═══ Selected extract

Our Chief Justice of the Supreme Court fled from the field of sanity on June 28 and ceded the struggle over containing massive federal government control over commerce and individual rights to the motley crew in Congress who laid the decomposing cadaver of the Patient Protection and Affordable Care Act (ACA) on his door step. One can sympathize with Roberts’ plight in having to sort through that sordid mess from a constitutional standpoint. But one can’t respect his putting the “well being” of the court over the disaster that will soon start unfolding as the ACA further explodes health care costs, rations care, distorts physician/patient relationships, and explodes the already soaring federal debt crisis.
There is little doubt in my mind that the fear of another potentially massive body-checking of the court into the hockey boards by President Obama’s political attack dogs influenced Roberts’ legal folly in the decision he authored in this historic case. The Left has propagandized the high court’s ruling in Bush v. Gore as a politicalization of the court, a partisan sin committed by ideologues. That attempt to pitch the court high and tight was followed up by President Obama’s tongue lashing of them while they sat before him at his State of the Union address after the Citizens United case. Shortly before the ACA decision, Obama himself angrily declared that finding any of the act unconstitutional would be a total usurpation of legislative branch authority. (This from a president who routinely decides which statutes on the books he deems proper to enforce.)
It was a successful strategy on the part of Obama’s Chicago political operatives. Roberts was sensitive to the charge of the court being a partisan body and made sure that potentiality went away. After all, loss of personal freedom, accelerating the implosion of our health care system, and pushing the national debt further over the cliff pale in comparison to maintaining the “integrity” of the court. Ironically, the four liberal justices who enthusiastically joined Roberts in his ruling would never worry about the “politicalization” of the court if it stood in the way of their agenda to massively expand the power and influence of the federal government.

══════
═══ Data

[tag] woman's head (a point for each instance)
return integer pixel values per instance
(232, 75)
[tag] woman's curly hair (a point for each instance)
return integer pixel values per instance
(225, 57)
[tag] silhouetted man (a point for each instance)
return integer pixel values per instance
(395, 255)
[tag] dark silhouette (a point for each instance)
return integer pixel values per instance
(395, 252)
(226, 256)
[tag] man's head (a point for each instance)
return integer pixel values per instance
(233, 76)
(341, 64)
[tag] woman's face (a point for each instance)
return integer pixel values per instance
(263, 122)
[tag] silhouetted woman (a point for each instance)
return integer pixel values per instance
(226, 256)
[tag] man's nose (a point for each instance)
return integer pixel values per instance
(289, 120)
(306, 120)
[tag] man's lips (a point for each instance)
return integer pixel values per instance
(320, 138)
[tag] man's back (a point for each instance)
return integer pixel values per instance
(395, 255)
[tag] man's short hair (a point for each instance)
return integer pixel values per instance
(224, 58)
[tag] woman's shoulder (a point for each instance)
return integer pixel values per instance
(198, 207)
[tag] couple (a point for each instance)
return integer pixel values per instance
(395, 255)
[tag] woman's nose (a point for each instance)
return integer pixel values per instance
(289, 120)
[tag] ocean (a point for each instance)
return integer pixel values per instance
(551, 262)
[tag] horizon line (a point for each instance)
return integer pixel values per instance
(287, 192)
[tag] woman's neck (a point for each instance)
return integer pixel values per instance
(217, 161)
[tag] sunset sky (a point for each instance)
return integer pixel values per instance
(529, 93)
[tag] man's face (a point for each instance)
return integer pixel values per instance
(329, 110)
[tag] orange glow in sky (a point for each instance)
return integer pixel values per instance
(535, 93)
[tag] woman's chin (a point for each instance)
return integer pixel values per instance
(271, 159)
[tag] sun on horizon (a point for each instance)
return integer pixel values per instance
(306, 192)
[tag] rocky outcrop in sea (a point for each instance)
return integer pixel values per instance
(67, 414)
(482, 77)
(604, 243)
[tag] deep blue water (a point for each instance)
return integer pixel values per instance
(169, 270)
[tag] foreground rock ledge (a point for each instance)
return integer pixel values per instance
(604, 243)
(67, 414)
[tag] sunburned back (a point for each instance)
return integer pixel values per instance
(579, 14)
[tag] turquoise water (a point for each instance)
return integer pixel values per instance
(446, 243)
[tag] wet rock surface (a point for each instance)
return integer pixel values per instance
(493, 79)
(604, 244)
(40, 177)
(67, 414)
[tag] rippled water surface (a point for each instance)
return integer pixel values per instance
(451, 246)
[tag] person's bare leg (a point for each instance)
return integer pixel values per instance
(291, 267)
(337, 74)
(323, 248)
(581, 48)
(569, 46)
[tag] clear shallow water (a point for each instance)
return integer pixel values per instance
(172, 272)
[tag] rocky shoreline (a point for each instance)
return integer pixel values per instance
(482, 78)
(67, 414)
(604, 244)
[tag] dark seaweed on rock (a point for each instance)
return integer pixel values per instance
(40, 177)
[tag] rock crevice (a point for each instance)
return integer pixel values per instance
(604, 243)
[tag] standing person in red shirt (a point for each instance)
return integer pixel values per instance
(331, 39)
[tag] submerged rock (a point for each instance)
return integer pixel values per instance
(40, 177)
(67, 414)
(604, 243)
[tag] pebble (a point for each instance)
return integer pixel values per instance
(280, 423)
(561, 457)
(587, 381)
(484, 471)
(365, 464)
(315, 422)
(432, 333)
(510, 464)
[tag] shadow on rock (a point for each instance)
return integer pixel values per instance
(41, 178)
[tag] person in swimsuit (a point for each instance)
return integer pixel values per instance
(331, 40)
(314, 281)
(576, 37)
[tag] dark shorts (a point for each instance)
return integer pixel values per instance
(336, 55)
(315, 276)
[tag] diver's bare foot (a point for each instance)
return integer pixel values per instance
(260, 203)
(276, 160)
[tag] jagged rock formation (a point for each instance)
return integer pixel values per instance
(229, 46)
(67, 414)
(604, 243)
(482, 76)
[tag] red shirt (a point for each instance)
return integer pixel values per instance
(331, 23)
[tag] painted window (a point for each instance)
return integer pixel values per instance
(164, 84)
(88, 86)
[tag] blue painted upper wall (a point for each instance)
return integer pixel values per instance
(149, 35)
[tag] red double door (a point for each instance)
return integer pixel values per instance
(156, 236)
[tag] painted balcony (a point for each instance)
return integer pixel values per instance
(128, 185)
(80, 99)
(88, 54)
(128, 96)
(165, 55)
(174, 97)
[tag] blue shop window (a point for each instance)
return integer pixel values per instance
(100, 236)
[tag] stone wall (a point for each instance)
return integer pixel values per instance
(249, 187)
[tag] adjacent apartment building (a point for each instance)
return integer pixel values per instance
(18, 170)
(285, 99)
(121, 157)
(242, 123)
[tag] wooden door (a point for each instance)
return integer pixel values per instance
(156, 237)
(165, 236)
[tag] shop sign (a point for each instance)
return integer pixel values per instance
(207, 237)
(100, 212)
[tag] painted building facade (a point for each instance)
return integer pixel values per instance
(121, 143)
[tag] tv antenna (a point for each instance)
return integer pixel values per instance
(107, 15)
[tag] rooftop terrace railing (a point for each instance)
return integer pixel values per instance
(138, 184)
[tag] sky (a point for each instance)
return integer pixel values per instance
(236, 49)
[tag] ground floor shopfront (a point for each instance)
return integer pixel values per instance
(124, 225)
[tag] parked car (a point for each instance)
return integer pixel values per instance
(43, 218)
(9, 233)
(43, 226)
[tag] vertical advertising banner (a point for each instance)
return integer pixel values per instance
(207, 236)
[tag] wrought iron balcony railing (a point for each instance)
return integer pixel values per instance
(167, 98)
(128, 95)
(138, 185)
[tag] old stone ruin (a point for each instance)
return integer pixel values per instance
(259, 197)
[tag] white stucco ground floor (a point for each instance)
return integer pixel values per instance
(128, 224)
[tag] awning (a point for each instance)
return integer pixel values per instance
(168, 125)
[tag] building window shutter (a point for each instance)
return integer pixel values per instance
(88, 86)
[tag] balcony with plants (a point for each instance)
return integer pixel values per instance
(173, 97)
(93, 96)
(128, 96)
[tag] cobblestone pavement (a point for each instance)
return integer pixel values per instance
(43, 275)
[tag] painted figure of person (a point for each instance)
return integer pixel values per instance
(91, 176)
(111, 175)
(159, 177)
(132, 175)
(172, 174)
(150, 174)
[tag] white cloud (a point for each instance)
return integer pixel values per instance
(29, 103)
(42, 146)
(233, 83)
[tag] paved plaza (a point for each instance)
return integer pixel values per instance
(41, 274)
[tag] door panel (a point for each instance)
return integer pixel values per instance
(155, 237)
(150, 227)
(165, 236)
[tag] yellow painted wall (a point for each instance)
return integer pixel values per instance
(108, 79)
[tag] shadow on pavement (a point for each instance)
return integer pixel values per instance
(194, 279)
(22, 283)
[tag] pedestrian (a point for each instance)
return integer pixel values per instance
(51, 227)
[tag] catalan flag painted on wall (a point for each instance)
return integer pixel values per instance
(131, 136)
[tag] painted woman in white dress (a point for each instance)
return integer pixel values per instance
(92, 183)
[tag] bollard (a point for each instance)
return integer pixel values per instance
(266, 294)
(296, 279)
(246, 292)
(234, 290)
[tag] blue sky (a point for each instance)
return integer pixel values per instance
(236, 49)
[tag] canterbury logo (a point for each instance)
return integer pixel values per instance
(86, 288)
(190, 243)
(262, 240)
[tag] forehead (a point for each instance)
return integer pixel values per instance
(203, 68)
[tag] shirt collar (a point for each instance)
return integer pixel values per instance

══════

Please copy out the full commentary on the Supreme Court's health care ruling above, word for word with nothing changed.

→ **Answer**:
Our Chief Justice of the Supreme Court fled from the field of sanity on June 28 and ceded the struggle over containing massive federal government control over commerce and individual rights to the motley crew in Congress who laid the decomposing cadaver of the Patient Protection and Affordable Care Act (ACA) on his door step. One can sympathize with Roberts’ plight in having to sort through that sordid mess from a constitutional standpoint. But one can’t respect his putting the “well being” of the court over the disaster that will soon start unfolding as the ACA further explodes health care costs, rations care, distorts physician/patient relationships, and explodes the already soaring federal debt crisis.
There is little doubt in my mind that the fear of another potentially massive body-checking of the court into the hockey boards by President Obama’s political attack dogs influenced Roberts’ legal folly in the decision he authored in this historic case. The Left has propagandized the high court’s ruling in Bush v. Gore as a politicalization of the court, a partisan sin committed by ideologues. That attempt to pitch the court high and tight was followed up by President Obama’s tongue lashing of them while they sat before him at his State of the Union address after the Citizens United case. Shortly before the ACA decision, Obama himself angrily declared that finding any of the act unconstitutional would be a total usurpation of legislative branch authority. (This from a president who routinely decides which statutes on the books he deems proper to enforce.)
It was a successful strategy on the part of Obama’s Chicago political operatives. Roberts was sensitive to the charge of the court being a partisan body and made sure that potentiality went away. After all, loss of personal freedom, accelerating the implosion of our health care system, and pushing the national debt further over the cliff pale in comparison to maintaining the “integrity” of the court. Ironically, the four liberal justices who enthusiastically joined Roberts in his ruling would never worry about the “politicalization” of the court if it stood in the way of their agenda to massively expand the power and influence of the federal government.